Task material

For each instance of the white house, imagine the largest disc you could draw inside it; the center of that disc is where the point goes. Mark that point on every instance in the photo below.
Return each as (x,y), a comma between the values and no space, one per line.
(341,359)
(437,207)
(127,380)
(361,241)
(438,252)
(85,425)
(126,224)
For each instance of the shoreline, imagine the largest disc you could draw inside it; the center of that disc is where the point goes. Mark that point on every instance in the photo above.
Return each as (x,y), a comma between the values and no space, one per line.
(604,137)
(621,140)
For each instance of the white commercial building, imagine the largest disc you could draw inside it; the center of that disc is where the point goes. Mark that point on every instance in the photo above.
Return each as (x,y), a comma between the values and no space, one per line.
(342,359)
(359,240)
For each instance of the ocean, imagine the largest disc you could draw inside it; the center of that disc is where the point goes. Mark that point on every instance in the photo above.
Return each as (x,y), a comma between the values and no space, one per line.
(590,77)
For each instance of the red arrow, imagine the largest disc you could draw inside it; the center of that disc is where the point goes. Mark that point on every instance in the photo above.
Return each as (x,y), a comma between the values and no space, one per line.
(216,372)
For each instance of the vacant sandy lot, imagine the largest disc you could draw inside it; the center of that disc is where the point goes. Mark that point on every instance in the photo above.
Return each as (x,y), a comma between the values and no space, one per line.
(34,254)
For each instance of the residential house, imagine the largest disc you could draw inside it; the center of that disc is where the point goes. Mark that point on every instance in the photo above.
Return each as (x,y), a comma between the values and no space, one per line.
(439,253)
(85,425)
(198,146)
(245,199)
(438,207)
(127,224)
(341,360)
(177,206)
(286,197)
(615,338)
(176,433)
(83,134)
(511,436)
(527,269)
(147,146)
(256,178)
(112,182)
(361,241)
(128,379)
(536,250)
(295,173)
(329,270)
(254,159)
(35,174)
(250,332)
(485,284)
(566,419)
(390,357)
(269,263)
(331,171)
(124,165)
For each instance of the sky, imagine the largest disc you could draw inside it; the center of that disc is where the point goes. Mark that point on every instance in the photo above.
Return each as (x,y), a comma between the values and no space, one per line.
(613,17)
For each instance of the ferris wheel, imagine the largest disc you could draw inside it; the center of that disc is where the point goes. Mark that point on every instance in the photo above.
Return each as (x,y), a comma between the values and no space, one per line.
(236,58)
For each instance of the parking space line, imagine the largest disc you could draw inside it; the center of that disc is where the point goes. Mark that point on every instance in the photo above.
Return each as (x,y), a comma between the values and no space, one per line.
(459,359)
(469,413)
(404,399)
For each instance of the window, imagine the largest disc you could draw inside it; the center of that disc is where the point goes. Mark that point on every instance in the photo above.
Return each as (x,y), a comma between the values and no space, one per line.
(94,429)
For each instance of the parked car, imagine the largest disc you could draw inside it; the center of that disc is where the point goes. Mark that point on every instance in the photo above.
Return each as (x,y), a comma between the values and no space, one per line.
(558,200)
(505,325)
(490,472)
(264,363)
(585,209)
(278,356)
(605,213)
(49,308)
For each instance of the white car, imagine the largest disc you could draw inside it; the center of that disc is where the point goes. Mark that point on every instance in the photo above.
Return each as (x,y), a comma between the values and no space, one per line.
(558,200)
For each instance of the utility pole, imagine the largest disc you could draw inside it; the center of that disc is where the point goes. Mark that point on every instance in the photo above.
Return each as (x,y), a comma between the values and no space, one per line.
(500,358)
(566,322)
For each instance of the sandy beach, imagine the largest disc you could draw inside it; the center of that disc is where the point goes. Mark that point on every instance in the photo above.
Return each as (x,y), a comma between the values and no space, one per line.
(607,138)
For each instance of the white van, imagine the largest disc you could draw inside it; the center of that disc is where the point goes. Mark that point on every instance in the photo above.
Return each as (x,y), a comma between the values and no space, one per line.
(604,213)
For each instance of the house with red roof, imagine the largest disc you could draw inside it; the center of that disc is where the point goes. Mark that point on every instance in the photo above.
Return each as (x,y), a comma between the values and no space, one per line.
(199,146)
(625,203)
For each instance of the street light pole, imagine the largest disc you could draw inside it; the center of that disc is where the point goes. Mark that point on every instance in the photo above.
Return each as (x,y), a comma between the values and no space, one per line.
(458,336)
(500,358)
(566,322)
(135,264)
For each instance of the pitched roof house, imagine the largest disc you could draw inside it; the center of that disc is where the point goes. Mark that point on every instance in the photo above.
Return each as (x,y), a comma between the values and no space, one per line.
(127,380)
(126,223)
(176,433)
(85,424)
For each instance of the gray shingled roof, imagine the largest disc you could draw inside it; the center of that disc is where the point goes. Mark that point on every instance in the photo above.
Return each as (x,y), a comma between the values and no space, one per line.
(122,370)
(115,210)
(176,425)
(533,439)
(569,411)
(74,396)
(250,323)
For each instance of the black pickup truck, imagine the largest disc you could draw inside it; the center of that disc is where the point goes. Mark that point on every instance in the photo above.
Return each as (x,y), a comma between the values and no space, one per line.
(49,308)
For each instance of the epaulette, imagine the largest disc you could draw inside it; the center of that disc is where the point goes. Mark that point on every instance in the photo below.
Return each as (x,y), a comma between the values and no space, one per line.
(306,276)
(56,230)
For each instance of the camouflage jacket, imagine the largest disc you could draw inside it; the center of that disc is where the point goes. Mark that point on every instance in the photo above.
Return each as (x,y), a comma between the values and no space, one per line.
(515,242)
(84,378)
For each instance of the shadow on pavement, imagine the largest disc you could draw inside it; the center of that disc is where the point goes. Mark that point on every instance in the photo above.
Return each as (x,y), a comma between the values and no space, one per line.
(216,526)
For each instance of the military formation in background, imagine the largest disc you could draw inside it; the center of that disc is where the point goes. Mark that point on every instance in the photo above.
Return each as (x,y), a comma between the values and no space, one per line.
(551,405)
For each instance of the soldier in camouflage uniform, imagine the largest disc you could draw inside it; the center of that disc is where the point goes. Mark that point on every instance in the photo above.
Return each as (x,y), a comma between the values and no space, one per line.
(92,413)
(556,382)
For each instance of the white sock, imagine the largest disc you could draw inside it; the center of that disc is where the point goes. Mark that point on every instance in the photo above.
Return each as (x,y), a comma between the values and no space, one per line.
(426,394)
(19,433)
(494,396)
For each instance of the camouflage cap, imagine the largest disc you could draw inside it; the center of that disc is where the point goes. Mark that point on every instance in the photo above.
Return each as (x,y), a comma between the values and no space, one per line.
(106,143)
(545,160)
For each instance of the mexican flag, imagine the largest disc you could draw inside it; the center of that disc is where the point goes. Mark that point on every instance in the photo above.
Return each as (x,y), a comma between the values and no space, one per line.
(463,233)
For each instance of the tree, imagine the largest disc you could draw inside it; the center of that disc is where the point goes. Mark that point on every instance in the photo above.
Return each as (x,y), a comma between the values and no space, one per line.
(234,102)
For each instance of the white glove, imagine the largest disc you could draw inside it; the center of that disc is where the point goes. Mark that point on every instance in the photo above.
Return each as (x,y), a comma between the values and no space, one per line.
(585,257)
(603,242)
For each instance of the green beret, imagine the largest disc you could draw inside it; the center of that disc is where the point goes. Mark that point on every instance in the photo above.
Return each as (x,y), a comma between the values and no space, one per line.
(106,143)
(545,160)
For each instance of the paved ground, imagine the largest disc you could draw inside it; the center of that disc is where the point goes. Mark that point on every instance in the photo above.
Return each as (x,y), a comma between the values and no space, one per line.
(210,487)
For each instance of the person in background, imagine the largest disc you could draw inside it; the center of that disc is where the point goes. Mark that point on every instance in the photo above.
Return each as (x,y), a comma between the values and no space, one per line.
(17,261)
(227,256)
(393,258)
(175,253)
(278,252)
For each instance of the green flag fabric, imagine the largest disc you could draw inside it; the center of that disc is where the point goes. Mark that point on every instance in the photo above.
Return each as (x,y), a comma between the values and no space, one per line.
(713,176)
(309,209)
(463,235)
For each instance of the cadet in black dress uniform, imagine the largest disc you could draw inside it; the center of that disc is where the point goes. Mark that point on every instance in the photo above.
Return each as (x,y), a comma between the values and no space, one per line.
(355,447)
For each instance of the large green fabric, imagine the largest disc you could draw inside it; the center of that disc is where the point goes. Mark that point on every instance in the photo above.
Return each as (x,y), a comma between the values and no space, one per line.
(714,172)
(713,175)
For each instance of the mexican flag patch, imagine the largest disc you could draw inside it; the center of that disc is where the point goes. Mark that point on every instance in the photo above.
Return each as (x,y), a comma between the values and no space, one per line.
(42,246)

Requirements
Nothing but the lines from the line with "For each instance of the green flag" to the last line of the listing above should appear; please retype them exactly, both ends included.

Task response
For each instance of the green flag fabric, imagine the largest disc you could draw inside it; the center of that disc is where the point goes. Mark that point on every instance in the photo above.
Return each as (x,y), a comma between the values and no space, one per line.
(713,176)
(309,209)
(463,235)
For each instance of the cadet in black dress uniform, imagine the largest disc you could draw inside it; the center of that disc is where the point goes. Mark that point on every instance in the photo above.
Return each as (x,y), a comma between the values and no space, one per line.
(355,447)
For each instance of the large green fabric, imagine the largest disc you could draw inside it; the center of that disc is where the point goes. Mark that point on every instance in the photo above.
Return each as (x,y), a comma between the values and no space, one per line.
(714,172)
(713,175)
For each instance of the mexican flag patch, imagine the largest disc you could draw inside it; the center of that disc is where the point goes. Mark that point on every instance in the photo above.
Return each as (x,y), a comma between the values and no space, one per line.
(42,246)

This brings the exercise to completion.